_TASK TO CARRY OUT_
Reproduce verbatim the part of the material below that opens with the line containing "the ski boot" and closes with the line containing "[335,336,369,355]". Include both of those lines.

_INFORMATION SHOWN_
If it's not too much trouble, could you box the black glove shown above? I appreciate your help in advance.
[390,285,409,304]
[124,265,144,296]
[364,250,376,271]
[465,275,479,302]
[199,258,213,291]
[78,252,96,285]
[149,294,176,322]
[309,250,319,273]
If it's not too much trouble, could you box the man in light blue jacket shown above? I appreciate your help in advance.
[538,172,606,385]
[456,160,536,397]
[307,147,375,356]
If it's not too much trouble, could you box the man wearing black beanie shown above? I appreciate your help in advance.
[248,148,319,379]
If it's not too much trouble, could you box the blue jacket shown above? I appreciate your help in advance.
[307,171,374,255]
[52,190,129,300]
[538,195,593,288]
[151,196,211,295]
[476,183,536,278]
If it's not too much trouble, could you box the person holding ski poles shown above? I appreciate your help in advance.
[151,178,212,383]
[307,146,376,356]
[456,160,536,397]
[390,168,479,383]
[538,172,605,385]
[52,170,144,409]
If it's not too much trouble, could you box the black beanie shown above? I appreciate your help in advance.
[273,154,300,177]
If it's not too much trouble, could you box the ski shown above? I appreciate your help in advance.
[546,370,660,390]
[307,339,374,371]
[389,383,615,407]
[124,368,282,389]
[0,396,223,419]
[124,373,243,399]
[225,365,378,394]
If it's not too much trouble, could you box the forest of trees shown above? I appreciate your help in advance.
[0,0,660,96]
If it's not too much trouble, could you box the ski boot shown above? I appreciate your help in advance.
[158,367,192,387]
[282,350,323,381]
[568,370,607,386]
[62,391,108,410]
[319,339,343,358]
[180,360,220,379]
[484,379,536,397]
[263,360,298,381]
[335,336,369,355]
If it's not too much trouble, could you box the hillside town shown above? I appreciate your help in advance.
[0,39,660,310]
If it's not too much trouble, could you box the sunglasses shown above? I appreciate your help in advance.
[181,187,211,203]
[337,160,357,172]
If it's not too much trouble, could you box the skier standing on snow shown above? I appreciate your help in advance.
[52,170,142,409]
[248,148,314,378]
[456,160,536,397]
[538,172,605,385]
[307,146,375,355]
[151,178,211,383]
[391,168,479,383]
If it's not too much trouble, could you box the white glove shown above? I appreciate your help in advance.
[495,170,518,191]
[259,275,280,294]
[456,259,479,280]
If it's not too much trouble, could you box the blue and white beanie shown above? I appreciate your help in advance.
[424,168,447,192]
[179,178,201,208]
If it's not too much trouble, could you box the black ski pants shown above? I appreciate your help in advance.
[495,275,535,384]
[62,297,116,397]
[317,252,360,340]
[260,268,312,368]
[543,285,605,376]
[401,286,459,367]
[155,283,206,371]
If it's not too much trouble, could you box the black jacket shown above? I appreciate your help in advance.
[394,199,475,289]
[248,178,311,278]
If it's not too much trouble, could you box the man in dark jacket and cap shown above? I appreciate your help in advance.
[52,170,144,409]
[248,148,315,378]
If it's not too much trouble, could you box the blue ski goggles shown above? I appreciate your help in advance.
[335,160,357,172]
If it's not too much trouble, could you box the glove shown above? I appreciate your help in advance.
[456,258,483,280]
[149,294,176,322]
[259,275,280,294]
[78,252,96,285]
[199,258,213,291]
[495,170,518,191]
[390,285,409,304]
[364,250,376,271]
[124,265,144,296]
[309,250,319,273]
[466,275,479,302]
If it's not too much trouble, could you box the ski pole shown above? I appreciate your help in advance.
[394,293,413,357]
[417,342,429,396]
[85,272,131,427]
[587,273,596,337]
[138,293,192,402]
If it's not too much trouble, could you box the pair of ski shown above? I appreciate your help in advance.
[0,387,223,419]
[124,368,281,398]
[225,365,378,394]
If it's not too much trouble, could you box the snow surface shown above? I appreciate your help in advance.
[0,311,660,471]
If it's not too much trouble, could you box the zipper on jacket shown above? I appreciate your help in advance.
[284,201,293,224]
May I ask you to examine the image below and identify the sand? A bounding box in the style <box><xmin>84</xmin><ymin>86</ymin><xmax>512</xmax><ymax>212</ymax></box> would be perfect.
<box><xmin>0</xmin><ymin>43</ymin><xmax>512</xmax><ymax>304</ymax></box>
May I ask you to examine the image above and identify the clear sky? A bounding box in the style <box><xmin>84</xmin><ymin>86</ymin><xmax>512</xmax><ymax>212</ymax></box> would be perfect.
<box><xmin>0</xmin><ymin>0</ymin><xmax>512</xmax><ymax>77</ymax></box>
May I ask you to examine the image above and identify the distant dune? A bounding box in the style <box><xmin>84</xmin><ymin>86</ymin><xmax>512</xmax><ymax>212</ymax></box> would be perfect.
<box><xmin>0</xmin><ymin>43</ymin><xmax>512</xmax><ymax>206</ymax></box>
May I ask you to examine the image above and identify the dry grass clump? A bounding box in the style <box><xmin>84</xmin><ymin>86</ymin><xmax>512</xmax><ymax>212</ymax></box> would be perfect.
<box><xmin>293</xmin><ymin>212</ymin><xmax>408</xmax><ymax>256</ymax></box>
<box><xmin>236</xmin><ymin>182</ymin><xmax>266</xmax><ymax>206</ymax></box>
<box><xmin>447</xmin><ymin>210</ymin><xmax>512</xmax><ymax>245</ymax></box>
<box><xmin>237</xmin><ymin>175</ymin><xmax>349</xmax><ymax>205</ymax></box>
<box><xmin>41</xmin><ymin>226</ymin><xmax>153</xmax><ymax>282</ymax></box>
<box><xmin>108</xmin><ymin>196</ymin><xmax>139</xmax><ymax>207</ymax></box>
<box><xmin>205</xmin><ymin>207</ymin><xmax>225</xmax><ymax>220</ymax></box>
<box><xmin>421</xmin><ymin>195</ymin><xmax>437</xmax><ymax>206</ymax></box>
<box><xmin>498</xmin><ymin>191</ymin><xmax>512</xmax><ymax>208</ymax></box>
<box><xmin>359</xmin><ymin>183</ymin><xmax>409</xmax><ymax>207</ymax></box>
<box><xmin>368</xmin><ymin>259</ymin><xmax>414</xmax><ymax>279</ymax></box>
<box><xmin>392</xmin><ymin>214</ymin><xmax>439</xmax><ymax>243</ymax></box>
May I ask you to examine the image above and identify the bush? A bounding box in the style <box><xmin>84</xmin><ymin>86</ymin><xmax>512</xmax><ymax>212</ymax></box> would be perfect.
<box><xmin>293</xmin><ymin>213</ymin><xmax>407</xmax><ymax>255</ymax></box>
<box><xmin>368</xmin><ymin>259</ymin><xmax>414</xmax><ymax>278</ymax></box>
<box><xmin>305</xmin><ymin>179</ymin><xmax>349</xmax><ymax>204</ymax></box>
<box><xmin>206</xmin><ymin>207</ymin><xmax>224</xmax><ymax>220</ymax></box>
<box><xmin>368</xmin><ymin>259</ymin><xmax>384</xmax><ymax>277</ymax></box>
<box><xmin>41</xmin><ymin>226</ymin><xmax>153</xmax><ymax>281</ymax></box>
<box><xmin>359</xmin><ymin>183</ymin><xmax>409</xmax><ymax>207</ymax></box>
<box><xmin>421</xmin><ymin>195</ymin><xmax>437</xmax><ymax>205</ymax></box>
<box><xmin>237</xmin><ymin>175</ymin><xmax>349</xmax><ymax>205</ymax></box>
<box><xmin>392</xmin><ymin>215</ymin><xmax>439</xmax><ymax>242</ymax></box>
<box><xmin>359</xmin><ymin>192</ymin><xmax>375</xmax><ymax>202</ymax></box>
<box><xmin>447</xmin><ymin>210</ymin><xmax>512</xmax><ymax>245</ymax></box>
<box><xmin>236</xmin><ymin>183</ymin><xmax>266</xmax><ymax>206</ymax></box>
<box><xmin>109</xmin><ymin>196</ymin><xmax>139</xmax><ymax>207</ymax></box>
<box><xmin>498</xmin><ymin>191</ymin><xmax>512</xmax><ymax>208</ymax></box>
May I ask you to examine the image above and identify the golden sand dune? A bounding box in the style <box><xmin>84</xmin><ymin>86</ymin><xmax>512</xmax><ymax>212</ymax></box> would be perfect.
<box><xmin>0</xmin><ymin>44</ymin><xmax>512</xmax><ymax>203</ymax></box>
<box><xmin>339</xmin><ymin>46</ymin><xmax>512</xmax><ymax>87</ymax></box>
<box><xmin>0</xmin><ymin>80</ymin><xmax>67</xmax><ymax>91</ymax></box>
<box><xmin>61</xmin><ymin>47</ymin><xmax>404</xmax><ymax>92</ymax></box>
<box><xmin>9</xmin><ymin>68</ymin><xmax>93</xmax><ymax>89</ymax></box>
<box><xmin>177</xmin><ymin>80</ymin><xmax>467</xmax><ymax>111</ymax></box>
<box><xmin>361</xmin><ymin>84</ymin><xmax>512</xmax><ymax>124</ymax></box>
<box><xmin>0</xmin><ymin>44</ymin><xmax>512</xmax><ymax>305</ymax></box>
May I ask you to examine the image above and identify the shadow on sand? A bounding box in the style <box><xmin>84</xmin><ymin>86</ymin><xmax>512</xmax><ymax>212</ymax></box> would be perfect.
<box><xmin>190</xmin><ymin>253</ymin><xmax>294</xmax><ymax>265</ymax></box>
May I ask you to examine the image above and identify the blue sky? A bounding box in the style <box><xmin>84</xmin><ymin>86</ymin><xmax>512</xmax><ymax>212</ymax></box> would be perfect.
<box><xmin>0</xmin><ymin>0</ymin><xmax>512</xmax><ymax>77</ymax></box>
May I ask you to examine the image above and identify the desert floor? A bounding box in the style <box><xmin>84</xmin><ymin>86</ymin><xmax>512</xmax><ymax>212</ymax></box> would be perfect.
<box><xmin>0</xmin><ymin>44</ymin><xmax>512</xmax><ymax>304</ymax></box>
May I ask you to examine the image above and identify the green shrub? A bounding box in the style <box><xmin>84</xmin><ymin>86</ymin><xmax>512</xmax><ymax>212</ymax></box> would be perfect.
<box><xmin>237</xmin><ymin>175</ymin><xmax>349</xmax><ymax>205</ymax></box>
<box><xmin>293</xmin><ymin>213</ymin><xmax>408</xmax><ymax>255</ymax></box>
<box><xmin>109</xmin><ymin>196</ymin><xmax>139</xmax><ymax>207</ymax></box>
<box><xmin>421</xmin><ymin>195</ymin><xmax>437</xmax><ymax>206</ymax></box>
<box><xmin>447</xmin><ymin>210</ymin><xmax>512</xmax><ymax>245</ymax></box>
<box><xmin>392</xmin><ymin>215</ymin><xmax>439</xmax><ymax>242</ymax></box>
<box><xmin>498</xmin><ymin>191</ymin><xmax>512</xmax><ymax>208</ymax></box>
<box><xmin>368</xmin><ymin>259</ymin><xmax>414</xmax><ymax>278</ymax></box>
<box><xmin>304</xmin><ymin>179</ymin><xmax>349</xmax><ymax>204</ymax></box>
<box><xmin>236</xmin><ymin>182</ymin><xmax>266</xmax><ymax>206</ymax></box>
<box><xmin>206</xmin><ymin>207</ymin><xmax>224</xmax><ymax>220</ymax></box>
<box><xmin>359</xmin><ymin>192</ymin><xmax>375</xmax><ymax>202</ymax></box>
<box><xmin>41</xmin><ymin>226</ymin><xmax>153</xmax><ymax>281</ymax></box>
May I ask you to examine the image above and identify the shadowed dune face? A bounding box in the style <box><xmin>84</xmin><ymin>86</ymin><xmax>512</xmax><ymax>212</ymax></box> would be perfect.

_THE SOLUTION_
If it's not too much trouble, could you box the ski boot shown above? I appreciate your help in advance.
[158,367,192,387]
[282,350,323,381]
[568,370,607,386]
[62,391,108,410]
[319,339,343,358]
[180,360,220,379]
[484,379,536,397]
[263,360,298,381]
[335,336,369,355]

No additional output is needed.